╭──
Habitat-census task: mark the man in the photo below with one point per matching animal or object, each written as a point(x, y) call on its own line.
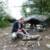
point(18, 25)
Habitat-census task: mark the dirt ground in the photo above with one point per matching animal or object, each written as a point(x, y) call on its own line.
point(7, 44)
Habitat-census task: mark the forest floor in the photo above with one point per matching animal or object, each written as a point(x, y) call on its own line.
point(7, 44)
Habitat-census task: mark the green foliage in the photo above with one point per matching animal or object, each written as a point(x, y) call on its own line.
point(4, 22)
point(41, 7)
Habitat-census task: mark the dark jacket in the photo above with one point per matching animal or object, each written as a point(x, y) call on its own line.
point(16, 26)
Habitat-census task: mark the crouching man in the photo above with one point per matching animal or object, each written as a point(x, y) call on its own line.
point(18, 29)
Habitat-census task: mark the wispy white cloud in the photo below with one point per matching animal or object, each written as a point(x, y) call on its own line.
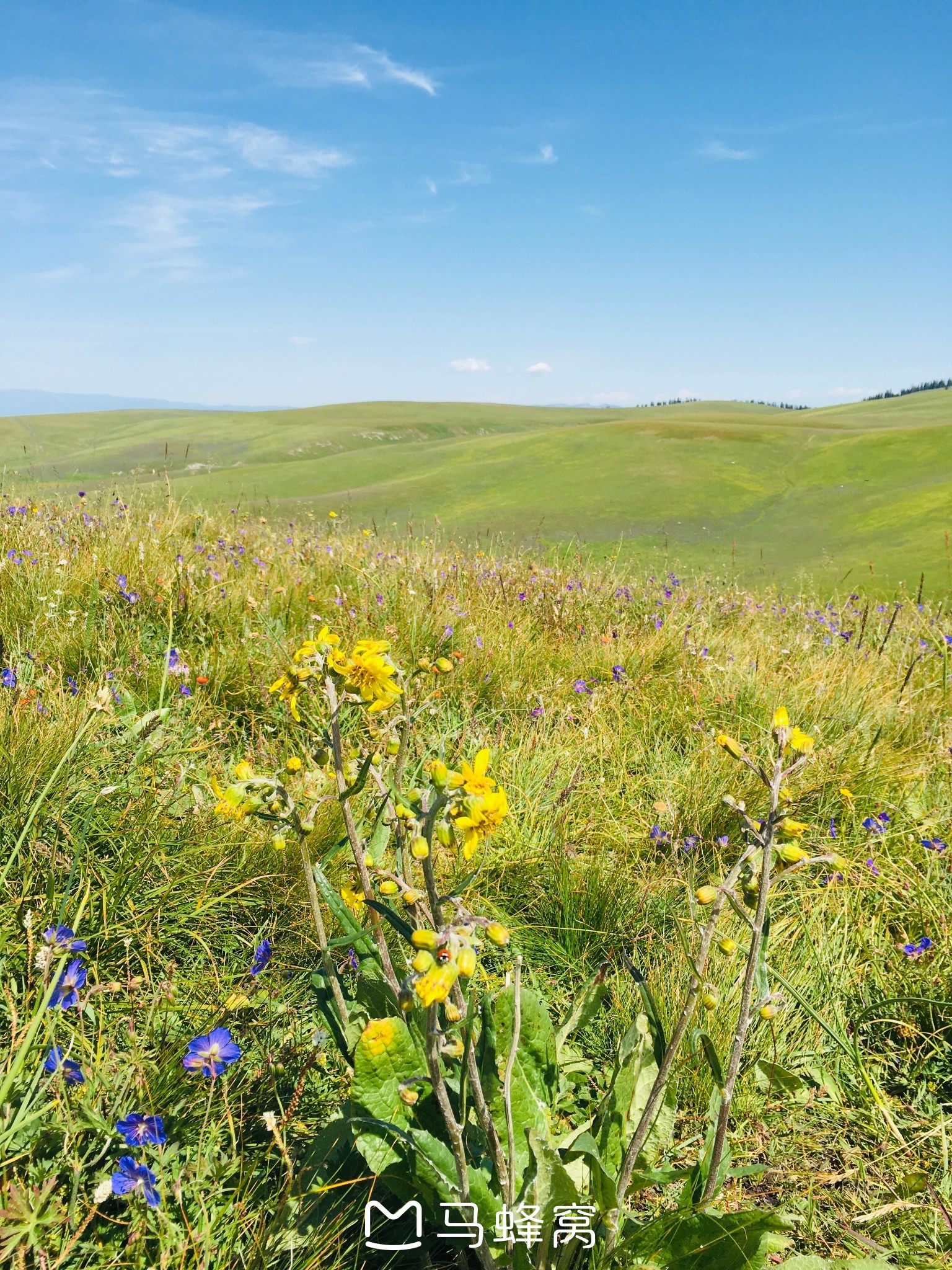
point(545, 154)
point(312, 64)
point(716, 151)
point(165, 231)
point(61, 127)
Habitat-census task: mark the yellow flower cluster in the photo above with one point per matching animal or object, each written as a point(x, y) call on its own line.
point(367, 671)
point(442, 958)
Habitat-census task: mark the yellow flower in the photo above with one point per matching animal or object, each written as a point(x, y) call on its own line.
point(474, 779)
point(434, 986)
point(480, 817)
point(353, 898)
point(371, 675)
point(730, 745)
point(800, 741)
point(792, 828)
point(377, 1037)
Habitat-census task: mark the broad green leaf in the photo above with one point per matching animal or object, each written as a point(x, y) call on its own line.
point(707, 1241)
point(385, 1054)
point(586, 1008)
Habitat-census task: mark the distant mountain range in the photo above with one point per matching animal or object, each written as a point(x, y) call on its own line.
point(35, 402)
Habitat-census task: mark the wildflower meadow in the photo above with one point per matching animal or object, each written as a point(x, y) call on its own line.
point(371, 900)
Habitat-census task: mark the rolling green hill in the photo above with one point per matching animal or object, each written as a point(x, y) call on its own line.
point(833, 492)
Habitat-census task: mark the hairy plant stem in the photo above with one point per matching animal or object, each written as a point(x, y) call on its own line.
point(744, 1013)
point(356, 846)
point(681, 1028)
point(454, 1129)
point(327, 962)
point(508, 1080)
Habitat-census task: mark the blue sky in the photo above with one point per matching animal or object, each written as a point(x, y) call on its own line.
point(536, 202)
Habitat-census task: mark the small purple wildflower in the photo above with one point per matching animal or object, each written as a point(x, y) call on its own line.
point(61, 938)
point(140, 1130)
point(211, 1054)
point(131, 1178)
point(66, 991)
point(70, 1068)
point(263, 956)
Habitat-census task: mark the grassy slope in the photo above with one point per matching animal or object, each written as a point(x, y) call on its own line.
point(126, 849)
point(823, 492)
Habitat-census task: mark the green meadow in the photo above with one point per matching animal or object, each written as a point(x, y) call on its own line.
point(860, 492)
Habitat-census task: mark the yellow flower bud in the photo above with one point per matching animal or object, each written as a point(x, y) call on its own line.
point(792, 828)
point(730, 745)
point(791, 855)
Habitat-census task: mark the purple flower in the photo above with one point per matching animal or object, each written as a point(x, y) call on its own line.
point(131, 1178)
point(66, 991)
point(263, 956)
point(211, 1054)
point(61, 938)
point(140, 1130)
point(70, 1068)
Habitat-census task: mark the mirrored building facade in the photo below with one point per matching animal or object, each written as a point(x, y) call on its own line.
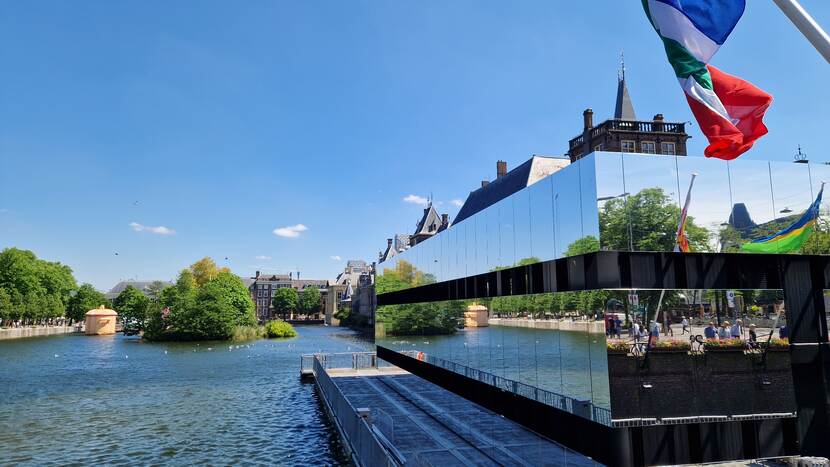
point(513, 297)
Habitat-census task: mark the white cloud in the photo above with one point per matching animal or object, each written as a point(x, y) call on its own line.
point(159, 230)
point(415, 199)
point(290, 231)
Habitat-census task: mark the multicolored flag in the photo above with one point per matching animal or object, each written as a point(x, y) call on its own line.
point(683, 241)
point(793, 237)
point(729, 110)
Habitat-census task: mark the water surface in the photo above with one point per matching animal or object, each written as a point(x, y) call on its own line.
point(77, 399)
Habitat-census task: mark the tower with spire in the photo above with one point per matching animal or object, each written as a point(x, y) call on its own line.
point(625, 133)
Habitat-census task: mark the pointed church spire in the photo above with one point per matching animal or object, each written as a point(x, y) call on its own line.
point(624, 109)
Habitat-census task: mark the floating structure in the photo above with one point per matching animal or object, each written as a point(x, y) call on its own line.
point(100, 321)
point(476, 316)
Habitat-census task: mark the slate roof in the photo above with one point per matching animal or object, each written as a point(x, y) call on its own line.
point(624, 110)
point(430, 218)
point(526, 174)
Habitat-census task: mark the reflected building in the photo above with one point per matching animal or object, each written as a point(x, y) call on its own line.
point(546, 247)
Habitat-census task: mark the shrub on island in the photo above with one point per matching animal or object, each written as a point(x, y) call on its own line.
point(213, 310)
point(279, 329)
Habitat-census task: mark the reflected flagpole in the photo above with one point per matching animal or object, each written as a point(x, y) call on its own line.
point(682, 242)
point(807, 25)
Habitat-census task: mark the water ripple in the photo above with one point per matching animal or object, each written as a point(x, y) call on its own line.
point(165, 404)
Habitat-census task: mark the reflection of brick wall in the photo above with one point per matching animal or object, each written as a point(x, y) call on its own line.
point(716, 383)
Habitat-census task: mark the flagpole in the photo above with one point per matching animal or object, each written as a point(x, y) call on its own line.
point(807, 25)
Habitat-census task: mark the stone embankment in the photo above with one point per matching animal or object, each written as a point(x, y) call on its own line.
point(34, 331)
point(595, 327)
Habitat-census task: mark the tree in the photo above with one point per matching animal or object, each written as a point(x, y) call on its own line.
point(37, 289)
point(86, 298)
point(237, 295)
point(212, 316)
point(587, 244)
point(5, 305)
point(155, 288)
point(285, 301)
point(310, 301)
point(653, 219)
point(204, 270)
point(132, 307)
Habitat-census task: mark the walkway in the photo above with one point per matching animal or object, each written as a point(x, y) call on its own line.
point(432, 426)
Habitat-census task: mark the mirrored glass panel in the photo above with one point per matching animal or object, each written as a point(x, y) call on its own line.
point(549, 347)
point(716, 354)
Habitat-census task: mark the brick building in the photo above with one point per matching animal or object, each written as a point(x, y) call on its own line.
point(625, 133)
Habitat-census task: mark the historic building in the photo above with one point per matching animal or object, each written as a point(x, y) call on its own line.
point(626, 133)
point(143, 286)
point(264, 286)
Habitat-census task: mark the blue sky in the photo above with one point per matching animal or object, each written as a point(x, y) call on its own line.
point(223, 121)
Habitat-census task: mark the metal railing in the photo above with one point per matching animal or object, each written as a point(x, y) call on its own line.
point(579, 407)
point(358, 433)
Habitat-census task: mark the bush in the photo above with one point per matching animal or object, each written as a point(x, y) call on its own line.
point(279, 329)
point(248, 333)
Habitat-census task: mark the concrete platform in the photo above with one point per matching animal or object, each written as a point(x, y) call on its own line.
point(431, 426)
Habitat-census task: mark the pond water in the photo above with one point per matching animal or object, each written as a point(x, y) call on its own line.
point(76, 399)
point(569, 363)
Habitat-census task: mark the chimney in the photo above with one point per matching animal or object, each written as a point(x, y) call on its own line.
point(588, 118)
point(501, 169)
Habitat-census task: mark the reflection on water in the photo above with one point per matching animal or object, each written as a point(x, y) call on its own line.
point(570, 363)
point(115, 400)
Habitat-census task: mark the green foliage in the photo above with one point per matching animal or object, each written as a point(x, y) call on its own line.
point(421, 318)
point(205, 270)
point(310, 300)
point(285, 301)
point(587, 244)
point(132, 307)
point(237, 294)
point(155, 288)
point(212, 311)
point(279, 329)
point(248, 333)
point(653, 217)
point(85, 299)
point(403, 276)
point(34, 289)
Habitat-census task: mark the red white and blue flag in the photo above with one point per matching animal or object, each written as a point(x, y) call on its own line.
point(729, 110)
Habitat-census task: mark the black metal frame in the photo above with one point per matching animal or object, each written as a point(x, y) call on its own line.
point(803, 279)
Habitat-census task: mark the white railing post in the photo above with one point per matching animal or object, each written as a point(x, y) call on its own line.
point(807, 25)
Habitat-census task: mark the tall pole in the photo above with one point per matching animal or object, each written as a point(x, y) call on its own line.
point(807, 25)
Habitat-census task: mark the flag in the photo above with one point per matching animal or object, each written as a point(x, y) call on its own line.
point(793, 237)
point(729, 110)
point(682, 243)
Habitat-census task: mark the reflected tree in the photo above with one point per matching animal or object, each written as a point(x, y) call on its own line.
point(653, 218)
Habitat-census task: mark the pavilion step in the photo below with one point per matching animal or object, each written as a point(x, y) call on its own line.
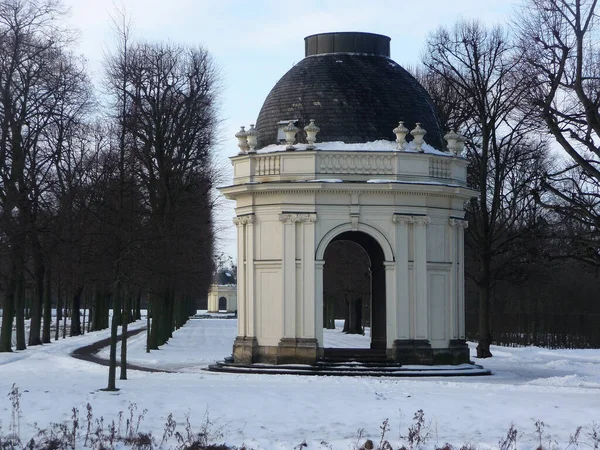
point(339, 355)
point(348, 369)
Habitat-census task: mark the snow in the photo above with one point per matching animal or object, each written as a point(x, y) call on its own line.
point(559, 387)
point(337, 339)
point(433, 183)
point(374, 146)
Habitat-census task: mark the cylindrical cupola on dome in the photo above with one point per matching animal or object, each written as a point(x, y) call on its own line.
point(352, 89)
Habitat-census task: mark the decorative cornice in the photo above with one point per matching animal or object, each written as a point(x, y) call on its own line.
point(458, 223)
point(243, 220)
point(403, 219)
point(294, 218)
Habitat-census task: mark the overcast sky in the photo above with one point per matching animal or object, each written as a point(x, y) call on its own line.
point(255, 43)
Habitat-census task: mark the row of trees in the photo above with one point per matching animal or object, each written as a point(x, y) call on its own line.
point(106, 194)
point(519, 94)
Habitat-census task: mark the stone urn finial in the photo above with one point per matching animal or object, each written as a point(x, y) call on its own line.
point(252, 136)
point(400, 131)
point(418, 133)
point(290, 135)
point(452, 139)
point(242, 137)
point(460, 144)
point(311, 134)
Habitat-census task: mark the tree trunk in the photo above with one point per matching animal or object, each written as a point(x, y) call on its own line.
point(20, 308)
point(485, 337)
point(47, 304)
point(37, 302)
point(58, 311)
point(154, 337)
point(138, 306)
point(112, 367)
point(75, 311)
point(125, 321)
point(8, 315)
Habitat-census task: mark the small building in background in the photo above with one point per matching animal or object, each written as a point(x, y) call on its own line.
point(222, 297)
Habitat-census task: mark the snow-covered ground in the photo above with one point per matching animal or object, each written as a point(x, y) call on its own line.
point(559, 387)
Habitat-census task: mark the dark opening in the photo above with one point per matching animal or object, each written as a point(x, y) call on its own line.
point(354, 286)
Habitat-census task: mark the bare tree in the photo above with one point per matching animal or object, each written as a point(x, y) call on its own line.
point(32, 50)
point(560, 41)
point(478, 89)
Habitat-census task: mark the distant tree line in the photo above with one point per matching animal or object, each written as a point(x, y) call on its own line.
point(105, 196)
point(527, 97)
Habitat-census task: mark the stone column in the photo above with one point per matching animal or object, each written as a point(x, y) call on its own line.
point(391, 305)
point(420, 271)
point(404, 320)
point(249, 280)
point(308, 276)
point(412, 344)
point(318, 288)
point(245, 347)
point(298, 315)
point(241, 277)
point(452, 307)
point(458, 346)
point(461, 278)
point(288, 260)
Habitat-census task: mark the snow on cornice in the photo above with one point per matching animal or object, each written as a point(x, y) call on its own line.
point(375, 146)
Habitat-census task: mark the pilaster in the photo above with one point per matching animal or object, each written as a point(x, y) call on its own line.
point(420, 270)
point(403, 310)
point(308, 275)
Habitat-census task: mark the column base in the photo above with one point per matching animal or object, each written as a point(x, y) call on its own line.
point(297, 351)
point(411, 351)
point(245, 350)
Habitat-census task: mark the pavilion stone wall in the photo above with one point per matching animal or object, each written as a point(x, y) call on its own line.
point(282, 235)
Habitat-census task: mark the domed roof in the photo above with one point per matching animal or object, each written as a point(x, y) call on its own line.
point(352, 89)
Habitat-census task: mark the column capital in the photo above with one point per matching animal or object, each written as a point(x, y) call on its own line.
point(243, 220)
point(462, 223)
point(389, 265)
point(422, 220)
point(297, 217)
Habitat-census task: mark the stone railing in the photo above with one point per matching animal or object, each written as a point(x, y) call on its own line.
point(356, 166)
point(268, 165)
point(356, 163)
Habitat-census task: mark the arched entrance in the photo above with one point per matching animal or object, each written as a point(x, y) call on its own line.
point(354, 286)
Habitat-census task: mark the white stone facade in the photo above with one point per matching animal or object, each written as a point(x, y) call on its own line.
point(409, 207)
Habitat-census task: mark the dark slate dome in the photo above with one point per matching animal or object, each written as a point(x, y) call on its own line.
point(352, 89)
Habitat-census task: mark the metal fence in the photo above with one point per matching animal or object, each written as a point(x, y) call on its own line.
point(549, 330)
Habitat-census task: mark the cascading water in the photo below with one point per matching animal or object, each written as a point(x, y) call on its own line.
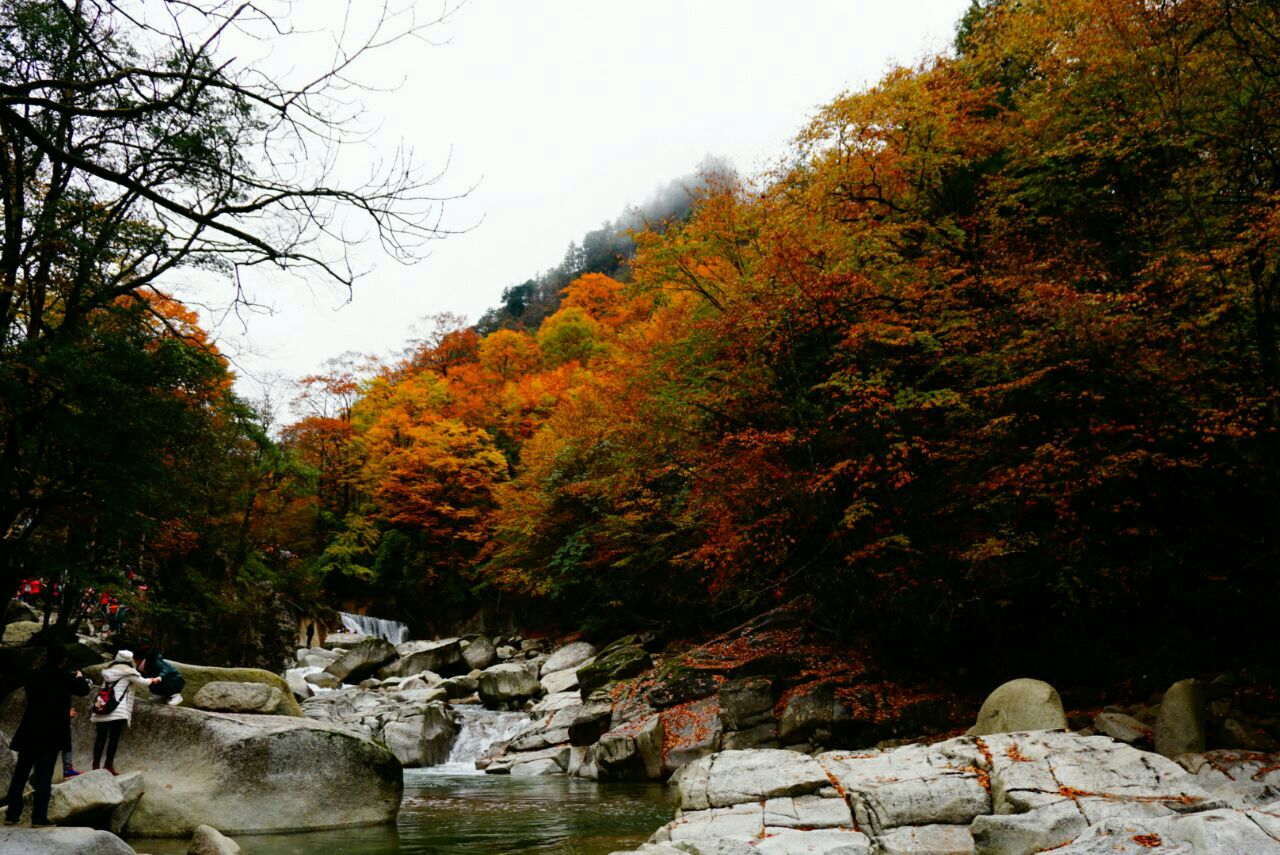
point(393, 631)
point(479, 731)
╰──
# [WHAT THE TASK ASKS]
Lay out everything in the items above, from the line containing "Habitat-census task: mark the snow on" down to the line containing "point(375, 146)", both lines included, as a numbered list, leaving out any blank lines.

# [ANSWER TO THE TASK]
1. Habitat-census task: mark the snow on cornice in the photo above with one point per matching animal or object, each written as a point(x, y) call on its own line.
2. point(375, 146)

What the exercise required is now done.